SOURCE:
"""

Generic.Applications.Office.Keywords

Microsoft Office documents among other document format (such as LibraOffice) are actually stored in zip files. The zip file contain the document encoded as XML in a number of zip members.

This makes it difficult to search for keywords within office documents because the ZIP files are typically compressed.

This artifact searches for office documents by file extension and glob then uses the zip filesystem accessor to launch a yara scan again the uncompressed data of the document. Keywords are more likely to match when scanning the decompressed XML data.

The artifact returns a context around the keyword hit.

NOTE: The InternalMtime column shows the creation time of the zip member within the document which may represent when the document was initially created.

See https://en.wikipedia.org/wiki/List_of_Microsoft_Office_filename_extensions https://wiki.openoffice.org/wiki/Documentation/OOo3_User_Guides/Getting_Started/File_formats


name: Generic.Applications.Office.Keywords
description: |
  Microsoft Office documents among other document format (such as
  LibraOffice) are actually stored in zip files. The zip file contain
  the document encoded as XML in a number of zip members.

  This makes it difficult to search for keywords within office
  documents because the ZIP files are typically compressed.

  This artifact searches for office documents by file extension and
  glob then uses the zip filesystem accessor to launch a yara scan
  again the uncompressed data of the document. Keywords are more
  likely to match when scanning the decompressed XML data.

  The artifact returns a context around the keyword hit.

"""

SET TASKS:
1. Output the passage of the Office keywords artifact text from "NOTE: The InternalMtime" to "was initially created.", word for word.
2. Pick up the Office keywords artifact text after its last line and carry it on.
The items that come after this are not needed.

GIVEN RECORDS:
"""

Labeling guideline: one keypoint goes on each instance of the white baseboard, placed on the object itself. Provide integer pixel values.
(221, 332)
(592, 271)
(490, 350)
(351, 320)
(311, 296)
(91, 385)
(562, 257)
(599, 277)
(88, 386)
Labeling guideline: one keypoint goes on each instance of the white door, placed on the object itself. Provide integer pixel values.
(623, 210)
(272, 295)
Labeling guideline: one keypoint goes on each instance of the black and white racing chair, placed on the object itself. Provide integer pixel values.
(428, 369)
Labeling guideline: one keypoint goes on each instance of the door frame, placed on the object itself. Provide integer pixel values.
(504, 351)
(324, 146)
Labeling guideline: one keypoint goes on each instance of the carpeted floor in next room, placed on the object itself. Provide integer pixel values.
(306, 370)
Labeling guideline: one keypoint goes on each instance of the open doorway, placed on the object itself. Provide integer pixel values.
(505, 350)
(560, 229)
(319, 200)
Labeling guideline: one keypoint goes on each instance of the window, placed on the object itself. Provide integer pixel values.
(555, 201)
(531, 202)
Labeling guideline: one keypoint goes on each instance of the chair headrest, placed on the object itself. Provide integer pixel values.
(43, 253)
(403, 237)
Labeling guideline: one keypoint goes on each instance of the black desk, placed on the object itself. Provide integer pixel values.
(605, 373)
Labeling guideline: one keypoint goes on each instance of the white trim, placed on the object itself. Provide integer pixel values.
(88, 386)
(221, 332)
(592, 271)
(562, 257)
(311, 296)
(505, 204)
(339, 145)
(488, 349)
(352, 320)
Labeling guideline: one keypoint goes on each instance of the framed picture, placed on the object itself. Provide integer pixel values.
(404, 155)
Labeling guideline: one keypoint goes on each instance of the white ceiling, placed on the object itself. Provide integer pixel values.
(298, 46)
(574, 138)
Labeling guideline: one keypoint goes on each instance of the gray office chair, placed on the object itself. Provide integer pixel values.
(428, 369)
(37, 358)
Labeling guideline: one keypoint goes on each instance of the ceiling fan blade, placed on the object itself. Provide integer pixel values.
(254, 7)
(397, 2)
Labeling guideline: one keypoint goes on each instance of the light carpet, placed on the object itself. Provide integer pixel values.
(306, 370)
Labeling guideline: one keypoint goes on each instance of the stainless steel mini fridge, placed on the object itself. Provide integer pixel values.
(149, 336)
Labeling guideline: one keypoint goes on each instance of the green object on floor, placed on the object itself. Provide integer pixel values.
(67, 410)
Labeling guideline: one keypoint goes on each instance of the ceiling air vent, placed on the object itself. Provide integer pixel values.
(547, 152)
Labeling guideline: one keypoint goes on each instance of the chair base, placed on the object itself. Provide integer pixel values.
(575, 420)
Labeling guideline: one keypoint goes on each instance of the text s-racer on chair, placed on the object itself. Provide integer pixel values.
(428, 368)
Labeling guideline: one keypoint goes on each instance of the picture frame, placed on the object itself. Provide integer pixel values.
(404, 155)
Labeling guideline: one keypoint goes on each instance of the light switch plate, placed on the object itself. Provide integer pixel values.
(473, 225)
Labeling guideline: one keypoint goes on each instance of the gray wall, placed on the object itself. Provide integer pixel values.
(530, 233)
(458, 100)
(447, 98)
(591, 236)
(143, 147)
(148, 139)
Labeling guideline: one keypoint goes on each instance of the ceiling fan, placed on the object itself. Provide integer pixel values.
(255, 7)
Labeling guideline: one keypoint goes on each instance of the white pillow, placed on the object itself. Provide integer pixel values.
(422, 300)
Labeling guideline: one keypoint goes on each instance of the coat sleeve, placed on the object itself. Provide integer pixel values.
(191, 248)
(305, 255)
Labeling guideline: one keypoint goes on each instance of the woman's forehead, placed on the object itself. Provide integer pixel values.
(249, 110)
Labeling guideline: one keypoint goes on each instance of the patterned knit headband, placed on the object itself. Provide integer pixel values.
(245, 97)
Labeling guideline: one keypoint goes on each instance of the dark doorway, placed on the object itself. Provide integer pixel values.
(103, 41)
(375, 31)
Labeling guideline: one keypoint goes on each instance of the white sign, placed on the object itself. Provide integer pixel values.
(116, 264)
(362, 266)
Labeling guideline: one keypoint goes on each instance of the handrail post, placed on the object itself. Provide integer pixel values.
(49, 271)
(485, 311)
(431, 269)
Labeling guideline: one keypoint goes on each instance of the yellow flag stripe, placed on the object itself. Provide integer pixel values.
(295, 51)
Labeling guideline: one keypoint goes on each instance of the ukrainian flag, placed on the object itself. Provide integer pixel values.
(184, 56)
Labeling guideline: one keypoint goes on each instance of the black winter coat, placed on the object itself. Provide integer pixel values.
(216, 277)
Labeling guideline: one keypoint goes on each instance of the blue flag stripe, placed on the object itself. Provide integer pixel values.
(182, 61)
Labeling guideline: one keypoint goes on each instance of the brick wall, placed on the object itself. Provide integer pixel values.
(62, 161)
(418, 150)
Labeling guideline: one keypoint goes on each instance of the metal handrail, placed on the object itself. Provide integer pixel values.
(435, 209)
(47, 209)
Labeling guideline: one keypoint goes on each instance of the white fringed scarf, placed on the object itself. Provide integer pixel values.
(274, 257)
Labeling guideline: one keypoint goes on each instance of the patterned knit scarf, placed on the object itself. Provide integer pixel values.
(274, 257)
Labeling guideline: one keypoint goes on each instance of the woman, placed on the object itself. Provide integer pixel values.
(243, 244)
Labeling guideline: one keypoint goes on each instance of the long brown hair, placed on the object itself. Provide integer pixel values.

"""

EXERCISE RESPONSES:
1.
NOTE: The InternalMtime column shows the creation time of the zip member within the document which may represent when the document was initially created.

2.
  NOTE: The InternalMtime column shows the creation time of the zip
  member within the document which may represent when the document was
  initially created.

  See
  https://en.wikipedia.org/wiki/List_of_Microsoft_Office_filename_extensions
  https://wiki.openoffice.org/wiki/Documentation/OOo3_User_Guides/Getting_Started/File_formats

parameters:
  - name: documentGlobs
    default: /*.{docx,docm,dotx,dotm,docb,xlsx,xlsm,xltx,xltm,pptx,pptm,potx,potm,ppam,ppsx,ppsm,sldx,sldm,odt,ott,oth,odm}
  - name: searchGlob
    default: C:\Users\**
  - name: yaraRule
    type: yara
    default: |
      rule Hit {
        strings:
          $a = "secret" wide nocase
          $b = "secret" nocase

        condition:
          any of them
      }

sources:
  - query: |
        LET office_docs = SELECT OSPath AS OfficePath,
             Mtime as OfficeMtime,
             Size as OfficeSize
        FROM glob(globs=searchGlob + documentGlobs)

        // A list of zip members inside the doc that have some content.
        LET document_parts = SELECT OfficePath,
             OSPath AS ZipMemberPath
        FROM glob(
           globs="/**",
           root=pathspec(DelegatePath=OfficePath),
           accessor='zip')
        WHERE not IsDir and Size > 0

        // For each document, scan all its parts for the keyword.
        SELECT OfficePath,
               OfficeMtime,
               OfficeSize,
               File.ModTime as InternalMtime,
               String.HexData as HexContext,
               File.OSPath AS OSPath
        FROM foreach(
           row=office_docs,
           query={
              SELECT File, String, OfficePath,
                     OfficeMtime, OfficeSize
              FROM yara(
                 rules=yaraRule,
                 files=document_parts.ZipMemberPath,
                 context=200,
                 accessor='zip')
        })